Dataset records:

# # # #

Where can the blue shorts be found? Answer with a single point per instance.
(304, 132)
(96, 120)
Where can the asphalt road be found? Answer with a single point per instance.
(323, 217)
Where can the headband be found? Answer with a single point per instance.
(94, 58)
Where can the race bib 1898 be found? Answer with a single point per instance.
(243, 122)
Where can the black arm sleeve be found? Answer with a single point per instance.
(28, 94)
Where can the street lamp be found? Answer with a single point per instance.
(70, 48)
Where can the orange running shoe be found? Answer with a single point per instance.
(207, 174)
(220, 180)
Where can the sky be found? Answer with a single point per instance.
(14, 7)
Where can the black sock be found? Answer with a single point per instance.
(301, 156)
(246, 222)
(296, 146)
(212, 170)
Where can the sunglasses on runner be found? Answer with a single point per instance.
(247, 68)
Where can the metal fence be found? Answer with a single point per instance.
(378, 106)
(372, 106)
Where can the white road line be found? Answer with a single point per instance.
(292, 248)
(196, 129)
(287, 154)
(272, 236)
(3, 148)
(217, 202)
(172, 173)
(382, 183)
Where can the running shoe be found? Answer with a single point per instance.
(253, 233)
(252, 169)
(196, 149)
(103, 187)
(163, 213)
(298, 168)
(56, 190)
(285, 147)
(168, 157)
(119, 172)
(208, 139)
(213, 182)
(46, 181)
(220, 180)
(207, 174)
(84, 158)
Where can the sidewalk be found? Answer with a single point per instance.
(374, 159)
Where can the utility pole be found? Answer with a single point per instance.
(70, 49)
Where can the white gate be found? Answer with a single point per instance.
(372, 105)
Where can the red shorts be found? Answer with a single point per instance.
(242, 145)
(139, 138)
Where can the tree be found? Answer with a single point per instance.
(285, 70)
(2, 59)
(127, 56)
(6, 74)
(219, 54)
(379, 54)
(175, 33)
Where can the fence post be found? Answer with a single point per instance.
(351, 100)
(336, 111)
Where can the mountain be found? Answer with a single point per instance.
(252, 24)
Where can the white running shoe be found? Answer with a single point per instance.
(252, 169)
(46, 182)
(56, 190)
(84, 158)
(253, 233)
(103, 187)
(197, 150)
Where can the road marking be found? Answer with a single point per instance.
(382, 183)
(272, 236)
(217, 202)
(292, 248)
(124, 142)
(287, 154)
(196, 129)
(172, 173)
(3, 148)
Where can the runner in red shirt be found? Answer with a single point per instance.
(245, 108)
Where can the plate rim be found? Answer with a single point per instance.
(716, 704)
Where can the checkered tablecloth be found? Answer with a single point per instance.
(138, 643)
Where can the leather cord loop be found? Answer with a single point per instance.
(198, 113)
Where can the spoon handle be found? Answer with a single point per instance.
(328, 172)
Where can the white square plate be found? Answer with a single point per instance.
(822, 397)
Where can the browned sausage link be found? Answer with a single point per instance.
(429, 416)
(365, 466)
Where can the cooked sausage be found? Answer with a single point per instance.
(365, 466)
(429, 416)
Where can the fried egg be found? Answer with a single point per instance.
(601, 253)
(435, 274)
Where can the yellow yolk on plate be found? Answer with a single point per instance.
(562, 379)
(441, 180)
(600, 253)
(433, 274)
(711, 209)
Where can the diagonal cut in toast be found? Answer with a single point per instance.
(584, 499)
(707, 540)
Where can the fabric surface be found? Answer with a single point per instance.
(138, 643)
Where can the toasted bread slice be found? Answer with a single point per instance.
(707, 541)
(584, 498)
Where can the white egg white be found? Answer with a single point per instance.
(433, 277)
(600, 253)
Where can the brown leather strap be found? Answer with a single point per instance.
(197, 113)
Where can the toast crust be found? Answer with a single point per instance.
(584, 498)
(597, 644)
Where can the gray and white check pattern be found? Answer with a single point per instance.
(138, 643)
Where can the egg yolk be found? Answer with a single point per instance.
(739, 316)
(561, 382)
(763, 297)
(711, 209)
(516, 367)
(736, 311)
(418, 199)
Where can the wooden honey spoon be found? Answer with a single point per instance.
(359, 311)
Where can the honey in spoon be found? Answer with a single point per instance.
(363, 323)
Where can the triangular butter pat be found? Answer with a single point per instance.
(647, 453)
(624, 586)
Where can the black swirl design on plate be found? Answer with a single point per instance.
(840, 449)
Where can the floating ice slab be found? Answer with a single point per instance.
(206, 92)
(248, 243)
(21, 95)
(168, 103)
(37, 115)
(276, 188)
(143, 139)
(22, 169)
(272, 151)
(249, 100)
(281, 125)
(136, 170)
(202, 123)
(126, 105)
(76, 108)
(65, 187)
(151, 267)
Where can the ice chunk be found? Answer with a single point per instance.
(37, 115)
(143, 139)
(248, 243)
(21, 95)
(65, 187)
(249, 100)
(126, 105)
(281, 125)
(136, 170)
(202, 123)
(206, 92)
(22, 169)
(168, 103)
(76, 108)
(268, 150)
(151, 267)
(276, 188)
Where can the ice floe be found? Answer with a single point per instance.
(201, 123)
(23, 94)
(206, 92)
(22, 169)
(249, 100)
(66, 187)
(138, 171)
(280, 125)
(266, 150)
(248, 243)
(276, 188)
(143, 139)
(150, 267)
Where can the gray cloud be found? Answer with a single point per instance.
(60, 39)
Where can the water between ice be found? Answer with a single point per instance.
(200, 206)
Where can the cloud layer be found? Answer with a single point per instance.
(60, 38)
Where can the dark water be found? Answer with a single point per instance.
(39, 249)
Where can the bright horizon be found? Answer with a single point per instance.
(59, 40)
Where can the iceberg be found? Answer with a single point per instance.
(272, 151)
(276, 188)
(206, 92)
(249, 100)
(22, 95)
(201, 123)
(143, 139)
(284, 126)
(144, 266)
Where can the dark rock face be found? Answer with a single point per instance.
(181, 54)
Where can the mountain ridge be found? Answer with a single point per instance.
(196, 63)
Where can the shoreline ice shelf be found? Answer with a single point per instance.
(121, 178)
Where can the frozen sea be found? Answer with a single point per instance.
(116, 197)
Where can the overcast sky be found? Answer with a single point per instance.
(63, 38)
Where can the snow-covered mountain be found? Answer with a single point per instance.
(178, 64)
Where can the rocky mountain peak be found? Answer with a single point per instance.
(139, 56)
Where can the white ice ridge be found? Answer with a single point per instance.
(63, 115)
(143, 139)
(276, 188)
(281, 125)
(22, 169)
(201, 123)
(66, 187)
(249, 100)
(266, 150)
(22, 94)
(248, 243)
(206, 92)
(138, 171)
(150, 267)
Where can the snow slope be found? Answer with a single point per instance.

# # # #

• EXERCISE BRIEF: In the answer, each line of the data must appear exactly as written.

• RESULT:
Where can the blue shorts be found? Answer with a single point per instance.
(304, 132)
(96, 120)
Where can the asphalt road be found? Answer with a single point per instance.
(323, 217)
Where can the headband be found? Answer with a single point per instance.
(94, 58)
Where can the race bib 1898 be found? Answer with a single point per instance.
(243, 122)
Where can the black arm sleeve be found? Answer with a single point per instance.
(28, 94)
Where can the street lamp be found? Answer with a single point per instance.
(70, 48)
Where can the orange running shoe be found? Answer with a single point per instance.
(207, 174)
(220, 180)
Where can the sky be found? Answer with a single point per instance.
(14, 7)
Where can the black sock be found? Answer with a single point per instance.
(301, 156)
(246, 222)
(296, 146)
(212, 170)
Where can the sunglasses on runner be found? Answer with a single point per instance.
(247, 68)
Where can the metal fence be found? Answer with a single point per instance.
(378, 106)
(372, 106)
Where can the white road line be found? Answer with a single point per instance.
(292, 248)
(196, 129)
(287, 154)
(272, 236)
(3, 148)
(217, 202)
(172, 173)
(382, 183)
Where can the running shoe be found? Answer with a single point per instance.
(253, 233)
(252, 169)
(196, 149)
(103, 187)
(163, 213)
(298, 168)
(56, 190)
(285, 147)
(168, 157)
(119, 172)
(208, 139)
(213, 182)
(46, 181)
(220, 180)
(207, 174)
(84, 158)
Where can the sidewalk be found? Answer with a single point per instance.
(374, 159)
Where can the utility pole be found? Answer with a single point per instance.
(70, 49)
Where can the white gate be found? Answer with a single point per instance.
(372, 105)
Where can the red shorts be found? Answer with a single point per instance.
(242, 145)
(139, 138)
Where can the tree be found? Answer with a single point per instance.
(285, 70)
(2, 59)
(127, 56)
(6, 74)
(219, 54)
(379, 54)
(175, 33)
Where can the fence post be found? Answer with a single point per instance.
(351, 100)
(336, 111)
Where can the mountain be found? Answer with a single point per instance.
(252, 24)
Where can the white running shoe be found? Answer with a single point per instance.
(252, 169)
(46, 182)
(56, 190)
(84, 158)
(253, 233)
(103, 187)
(197, 150)
Where can the road marking be found? Answer with a single point per instance.
(382, 183)
(272, 236)
(217, 202)
(292, 248)
(124, 142)
(287, 154)
(196, 129)
(172, 173)
(3, 148)
Where can the runner in red shirt be found? Answer with a single point per instance.
(245, 108)
Where can the plate rim be found? Answer with a single point per instance.
(716, 704)
Where can the checkered tablecloth be found? Answer with a single point per instance.
(138, 643)
Where can the leather cord loop be found? Answer with a single point per instance.
(198, 113)
Where can the spoon handle be found? Answer with a single point per instance.
(328, 172)
Where can the white square plate be found? Answer with a single point per instance.
(822, 397)
Where can the browned sausage link be found? Answer with a single point per instance.
(429, 416)
(365, 466)
Where can the cooked sausage be found? Answer with a single point per instance.
(365, 466)
(429, 416)
Where can the fried egg be found? Answer with a single point per instance.
(601, 253)
(435, 274)
Where can the yellow yolk on plate be found? Answer with a single point per instance.
(562, 379)
(441, 180)
(600, 253)
(433, 274)
(711, 209)
Where can the diagonal cut in toast be found? Answer with a single point per instance.
(584, 499)
(707, 540)
Where can the fabric surface be found? Answer with a single point per instance.
(138, 643)
Where can the toasted bread slice be found? Answer with a single point per instance.
(707, 541)
(584, 498)
Where can the white egg white be found? Answer with a single point per instance.
(433, 277)
(600, 253)
Where can the brown leather strap be found? Answer with a single point per instance.
(197, 113)
Where can the toast crust be found? Answer with a single point per instance.
(584, 498)
(597, 644)
Where can the gray and white check pattern be found? Answer with a single point per instance.
(138, 643)
Where can the egg yolk be found? Answer with a single point per instance.
(739, 316)
(561, 382)
(763, 297)
(711, 209)
(516, 367)
(736, 311)
(418, 199)
Where can the wooden honey spoon be found? Answer with a single point per instance.
(359, 311)
Where can the honey in spoon be found? Answer with a single point per instance.
(363, 323)
Where can the triangular butter pat be found? Answer with a single point per instance.
(647, 453)
(624, 586)
Where can the black swirl design on plate be found? Answer with a single point per instance.
(840, 449)
Where can the floating ice slab be found? Answer with a single point per instance.
(206, 92)
(248, 243)
(21, 95)
(168, 103)
(37, 115)
(276, 188)
(143, 139)
(22, 169)
(272, 151)
(249, 100)
(281, 125)
(136, 170)
(202, 123)
(126, 105)
(76, 108)
(65, 187)
(151, 267)
Where can the ice chunk be found? Answer with a single point per instance.
(37, 115)
(143, 139)
(248, 243)
(21, 95)
(65, 187)
(249, 100)
(126, 105)
(281, 125)
(136, 170)
(202, 123)
(206, 92)
(22, 169)
(168, 103)
(76, 108)
(268, 150)
(151, 267)
(276, 188)
Where can the ice floe be found? Answer with a single point per instance.
(201, 123)
(23, 94)
(206, 92)
(22, 169)
(249, 100)
(66, 187)
(138, 171)
(280, 125)
(266, 150)
(248, 243)
(276, 188)
(143, 139)
(150, 267)
Where can the gray cloud be found? Answer with a single point per instance.
(60, 39)
Where can the water between ice be found? Answer with a single point per instance.
(200, 206)
Where can the cloud layer be found? Answer with a single point per instance.
(60, 38)
Where can the dark water be found? Answer with a single point per instance.
(39, 249)
Where can the bright horizon be found? Answer with a single point per instance.
(59, 40)
Where can the iceberg be found? Answer with a single point per instance.
(272, 151)
(276, 188)
(206, 92)
(249, 100)
(22, 95)
(201, 123)
(143, 139)
(284, 126)
(144, 266)
Where can the dark rock face be found? Answer with a single point per instance.
(181, 54)
Where can the mountain ridge be found? Answer with a single point per instance.
(196, 63)
Where can the shoreline ice shelf be found? Answer with a single point per instance.
(121, 178)
Where can the frozen sea be found? Answer with a single point per instance.
(116, 197)
Where can the overcast sky be found? Answer with a single point per instance.
(63, 38)
Where can the snow-covered mountain be found? Answer with a single point per instance.
(178, 64)
Where can the rocky mountain peak be found? Answer with a single point per instance.
(139, 56)
Where can the white ice ridge be found? Answer with a single point per instance.
(63, 115)
(143, 139)
(276, 188)
(281, 125)
(22, 169)
(201, 123)
(66, 187)
(249, 100)
(266, 150)
(22, 94)
(248, 243)
(206, 92)
(138, 171)
(150, 267)
Where can the snow slope be found? Answer with a single point per instance.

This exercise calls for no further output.